Bounding-box records
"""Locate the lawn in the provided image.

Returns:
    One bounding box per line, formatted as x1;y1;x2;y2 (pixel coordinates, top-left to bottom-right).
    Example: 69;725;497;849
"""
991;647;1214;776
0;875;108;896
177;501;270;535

The request:
Return all of these lines unchanged.

The result:
"""Locate the lawn in the provided image.

Returns:
    One bounding box per line, formatted as x1;y1;x2;y2 (pixel coordinates, top-left to bottom-right).
    Example: 69;725;497;849
"""
991;647;1214;776
0;875;108;896
177;501;270;535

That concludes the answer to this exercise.